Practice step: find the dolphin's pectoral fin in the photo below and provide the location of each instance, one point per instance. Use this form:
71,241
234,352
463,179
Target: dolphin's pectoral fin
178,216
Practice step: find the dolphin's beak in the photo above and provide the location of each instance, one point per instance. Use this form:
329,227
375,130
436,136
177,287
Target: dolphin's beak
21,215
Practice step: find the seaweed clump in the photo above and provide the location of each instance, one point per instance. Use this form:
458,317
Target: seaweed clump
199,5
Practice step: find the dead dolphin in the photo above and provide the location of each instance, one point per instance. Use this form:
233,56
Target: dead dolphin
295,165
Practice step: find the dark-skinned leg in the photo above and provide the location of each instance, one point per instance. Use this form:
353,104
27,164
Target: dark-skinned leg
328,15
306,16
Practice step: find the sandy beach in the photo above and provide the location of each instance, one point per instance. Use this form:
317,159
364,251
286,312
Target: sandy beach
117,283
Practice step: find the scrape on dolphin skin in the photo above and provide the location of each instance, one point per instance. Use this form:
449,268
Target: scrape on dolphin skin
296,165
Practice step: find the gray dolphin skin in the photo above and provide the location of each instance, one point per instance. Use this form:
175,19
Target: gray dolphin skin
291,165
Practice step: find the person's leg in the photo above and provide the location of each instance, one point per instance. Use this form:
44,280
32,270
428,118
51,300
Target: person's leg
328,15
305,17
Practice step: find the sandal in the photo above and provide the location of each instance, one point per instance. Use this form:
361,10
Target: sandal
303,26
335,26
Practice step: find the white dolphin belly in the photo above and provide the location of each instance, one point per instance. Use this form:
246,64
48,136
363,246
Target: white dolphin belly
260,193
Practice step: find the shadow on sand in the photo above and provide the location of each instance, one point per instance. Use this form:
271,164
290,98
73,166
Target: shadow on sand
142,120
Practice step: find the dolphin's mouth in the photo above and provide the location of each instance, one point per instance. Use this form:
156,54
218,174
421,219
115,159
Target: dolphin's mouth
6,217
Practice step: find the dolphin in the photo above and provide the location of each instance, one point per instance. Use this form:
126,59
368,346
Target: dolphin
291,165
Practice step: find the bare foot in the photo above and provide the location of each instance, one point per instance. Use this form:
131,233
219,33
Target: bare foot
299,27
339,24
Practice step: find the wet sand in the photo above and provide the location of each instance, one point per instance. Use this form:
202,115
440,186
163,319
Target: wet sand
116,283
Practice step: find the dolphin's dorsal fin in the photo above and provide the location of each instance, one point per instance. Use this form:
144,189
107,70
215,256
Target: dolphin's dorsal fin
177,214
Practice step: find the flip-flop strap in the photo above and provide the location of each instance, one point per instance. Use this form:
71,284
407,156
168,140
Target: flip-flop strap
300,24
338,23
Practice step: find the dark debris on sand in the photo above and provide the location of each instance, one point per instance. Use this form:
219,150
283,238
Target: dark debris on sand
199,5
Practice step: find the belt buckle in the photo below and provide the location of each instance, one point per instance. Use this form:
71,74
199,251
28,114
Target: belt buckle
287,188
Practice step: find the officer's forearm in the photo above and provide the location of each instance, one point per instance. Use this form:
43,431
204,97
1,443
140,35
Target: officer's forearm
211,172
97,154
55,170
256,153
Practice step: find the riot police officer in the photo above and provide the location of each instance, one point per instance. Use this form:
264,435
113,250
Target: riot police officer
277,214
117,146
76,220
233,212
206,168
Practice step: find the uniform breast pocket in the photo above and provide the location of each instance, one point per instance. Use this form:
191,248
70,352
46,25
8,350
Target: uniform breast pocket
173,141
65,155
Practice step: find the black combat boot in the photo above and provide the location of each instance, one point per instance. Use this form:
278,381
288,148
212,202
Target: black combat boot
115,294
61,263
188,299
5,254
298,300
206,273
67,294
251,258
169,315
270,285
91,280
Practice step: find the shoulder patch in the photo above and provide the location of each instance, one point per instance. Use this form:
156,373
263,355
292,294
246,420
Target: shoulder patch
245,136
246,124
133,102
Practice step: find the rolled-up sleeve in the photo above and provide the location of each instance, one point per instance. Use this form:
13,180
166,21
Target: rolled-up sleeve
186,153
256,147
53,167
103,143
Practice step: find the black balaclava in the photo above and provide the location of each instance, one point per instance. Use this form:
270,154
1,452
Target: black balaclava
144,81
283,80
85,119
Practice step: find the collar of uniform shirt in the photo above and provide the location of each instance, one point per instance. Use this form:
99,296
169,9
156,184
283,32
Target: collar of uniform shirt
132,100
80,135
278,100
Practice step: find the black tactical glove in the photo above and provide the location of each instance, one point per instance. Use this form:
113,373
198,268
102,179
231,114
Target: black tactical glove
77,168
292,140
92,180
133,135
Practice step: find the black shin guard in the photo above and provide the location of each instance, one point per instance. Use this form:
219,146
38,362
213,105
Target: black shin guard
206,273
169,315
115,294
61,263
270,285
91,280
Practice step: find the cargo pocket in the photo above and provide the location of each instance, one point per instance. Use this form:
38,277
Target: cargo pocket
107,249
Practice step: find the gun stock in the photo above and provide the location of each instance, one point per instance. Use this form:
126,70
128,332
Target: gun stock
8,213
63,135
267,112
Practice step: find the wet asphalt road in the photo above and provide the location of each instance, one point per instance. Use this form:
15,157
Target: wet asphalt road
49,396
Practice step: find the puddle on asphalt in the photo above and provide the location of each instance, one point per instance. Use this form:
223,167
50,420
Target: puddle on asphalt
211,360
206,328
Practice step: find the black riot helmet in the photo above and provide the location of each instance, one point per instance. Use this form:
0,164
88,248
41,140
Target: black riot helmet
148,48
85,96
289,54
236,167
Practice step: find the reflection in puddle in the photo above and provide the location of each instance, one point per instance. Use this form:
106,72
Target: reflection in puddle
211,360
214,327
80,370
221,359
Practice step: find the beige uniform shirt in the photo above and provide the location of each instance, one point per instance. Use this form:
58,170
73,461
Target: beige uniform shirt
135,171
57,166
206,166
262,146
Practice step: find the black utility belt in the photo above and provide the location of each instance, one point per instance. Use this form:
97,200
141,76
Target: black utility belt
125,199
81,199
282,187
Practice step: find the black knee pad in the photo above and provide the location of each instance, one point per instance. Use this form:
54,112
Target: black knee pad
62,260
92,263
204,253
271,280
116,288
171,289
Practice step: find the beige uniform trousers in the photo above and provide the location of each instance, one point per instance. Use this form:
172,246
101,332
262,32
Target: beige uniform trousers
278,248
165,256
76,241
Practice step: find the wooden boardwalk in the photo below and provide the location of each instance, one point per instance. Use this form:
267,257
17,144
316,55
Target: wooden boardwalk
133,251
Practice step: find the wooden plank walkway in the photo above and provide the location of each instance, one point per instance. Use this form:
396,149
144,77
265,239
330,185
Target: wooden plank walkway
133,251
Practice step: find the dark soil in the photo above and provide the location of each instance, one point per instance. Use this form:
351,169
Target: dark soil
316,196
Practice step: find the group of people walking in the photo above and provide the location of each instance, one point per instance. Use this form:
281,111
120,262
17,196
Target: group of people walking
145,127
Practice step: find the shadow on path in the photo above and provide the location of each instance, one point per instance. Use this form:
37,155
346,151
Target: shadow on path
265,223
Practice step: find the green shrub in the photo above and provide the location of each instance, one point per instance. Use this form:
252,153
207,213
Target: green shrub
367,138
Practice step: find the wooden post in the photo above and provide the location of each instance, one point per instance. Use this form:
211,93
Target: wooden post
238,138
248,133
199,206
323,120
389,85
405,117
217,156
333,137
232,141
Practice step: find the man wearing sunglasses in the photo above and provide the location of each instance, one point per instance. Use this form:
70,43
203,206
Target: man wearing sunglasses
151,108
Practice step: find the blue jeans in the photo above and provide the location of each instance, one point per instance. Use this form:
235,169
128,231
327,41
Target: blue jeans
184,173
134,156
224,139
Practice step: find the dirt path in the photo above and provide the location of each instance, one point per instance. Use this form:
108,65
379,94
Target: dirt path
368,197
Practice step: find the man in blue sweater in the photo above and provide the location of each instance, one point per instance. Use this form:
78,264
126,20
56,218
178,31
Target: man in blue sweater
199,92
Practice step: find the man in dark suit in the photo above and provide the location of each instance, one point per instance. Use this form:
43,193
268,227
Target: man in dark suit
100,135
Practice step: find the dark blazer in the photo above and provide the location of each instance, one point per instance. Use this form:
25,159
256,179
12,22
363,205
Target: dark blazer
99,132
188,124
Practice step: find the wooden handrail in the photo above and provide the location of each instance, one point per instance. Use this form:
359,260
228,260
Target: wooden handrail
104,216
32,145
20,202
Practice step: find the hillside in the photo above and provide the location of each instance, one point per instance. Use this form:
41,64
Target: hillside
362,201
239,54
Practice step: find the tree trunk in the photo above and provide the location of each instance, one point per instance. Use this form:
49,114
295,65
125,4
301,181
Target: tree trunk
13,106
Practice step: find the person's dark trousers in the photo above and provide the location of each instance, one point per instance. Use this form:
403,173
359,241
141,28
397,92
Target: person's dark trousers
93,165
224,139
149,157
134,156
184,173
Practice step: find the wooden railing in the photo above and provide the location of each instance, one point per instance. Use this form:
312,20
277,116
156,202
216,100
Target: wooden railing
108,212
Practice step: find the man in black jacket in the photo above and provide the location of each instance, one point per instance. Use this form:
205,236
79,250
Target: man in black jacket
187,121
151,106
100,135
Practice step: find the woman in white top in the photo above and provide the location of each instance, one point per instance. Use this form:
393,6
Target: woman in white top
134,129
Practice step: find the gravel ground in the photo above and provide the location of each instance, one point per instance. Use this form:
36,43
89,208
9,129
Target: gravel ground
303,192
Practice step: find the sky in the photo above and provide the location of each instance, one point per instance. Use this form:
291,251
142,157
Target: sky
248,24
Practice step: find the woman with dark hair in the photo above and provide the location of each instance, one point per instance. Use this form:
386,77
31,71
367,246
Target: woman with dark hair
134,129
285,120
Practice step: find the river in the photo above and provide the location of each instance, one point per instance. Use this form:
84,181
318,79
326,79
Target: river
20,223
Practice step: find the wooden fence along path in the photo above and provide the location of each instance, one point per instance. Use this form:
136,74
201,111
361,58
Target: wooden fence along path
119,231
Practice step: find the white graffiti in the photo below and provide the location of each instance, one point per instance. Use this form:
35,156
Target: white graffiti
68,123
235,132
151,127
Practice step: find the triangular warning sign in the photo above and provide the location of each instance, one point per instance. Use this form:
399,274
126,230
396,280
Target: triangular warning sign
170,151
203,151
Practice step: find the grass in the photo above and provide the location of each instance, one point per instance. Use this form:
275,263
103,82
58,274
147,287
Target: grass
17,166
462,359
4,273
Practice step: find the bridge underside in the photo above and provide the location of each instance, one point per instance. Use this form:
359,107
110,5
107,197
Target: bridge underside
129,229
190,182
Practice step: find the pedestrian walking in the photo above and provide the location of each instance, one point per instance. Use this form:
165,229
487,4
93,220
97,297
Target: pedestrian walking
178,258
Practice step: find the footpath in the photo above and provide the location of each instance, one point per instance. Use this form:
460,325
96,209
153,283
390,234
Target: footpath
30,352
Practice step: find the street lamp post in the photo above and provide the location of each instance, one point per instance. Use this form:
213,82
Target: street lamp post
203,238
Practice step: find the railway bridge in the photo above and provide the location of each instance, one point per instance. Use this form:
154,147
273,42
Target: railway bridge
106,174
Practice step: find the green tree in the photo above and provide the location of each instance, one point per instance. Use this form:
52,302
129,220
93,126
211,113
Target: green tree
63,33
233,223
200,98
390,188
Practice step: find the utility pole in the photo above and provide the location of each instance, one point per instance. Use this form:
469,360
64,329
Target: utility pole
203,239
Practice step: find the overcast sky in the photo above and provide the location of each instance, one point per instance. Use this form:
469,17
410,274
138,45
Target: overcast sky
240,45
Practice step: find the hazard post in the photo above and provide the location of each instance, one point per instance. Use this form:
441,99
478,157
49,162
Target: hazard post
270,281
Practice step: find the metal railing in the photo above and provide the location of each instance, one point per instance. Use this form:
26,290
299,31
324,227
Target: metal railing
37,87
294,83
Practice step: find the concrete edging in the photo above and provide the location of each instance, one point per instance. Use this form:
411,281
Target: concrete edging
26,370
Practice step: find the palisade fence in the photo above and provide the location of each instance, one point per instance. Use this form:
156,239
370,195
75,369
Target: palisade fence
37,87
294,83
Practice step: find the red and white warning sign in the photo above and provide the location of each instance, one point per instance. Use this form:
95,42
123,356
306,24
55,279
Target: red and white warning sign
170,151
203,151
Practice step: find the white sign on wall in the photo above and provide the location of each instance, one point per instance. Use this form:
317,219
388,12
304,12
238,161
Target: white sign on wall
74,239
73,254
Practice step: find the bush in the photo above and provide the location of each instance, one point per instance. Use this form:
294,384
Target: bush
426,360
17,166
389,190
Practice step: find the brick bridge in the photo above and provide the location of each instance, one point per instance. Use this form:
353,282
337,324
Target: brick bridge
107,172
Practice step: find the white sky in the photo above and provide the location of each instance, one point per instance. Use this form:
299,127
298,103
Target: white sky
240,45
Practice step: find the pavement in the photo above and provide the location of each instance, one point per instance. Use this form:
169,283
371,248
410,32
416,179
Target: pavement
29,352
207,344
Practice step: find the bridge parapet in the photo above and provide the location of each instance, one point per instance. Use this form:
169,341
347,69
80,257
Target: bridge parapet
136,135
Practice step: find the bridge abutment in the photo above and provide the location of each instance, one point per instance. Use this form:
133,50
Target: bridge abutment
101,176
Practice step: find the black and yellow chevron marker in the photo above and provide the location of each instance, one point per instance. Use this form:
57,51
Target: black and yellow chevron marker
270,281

☆ ☆ ☆

STATED EXERCISE: Reproduce word for word the stretch of the material above from the line containing "Practice step: find the pavement" through its last line.

RESPONSE TO THE TASK:
Practice step: find the pavement in the photo above and provide the location of each instance, one point per instance. Use this form:
169,283
371,248
410,32
416,179
Target: pavement
29,352
207,344
Practice step: find the bridge parapet in the photo above and provide the location of each instance, one point per instance. Use this form:
169,341
347,69
80,257
Target: bridge parapet
136,135
Practice step: find the bridge abutment in the photo above and provide the location of each instance, one point per instance. Use this form:
133,50
Target: bridge abutment
101,176
Practice step: find the black and yellow chevron marker in the photo above and provide the location of each instance, one point per instance. Use this form:
57,51
Target: black and yellow chevron marker
270,281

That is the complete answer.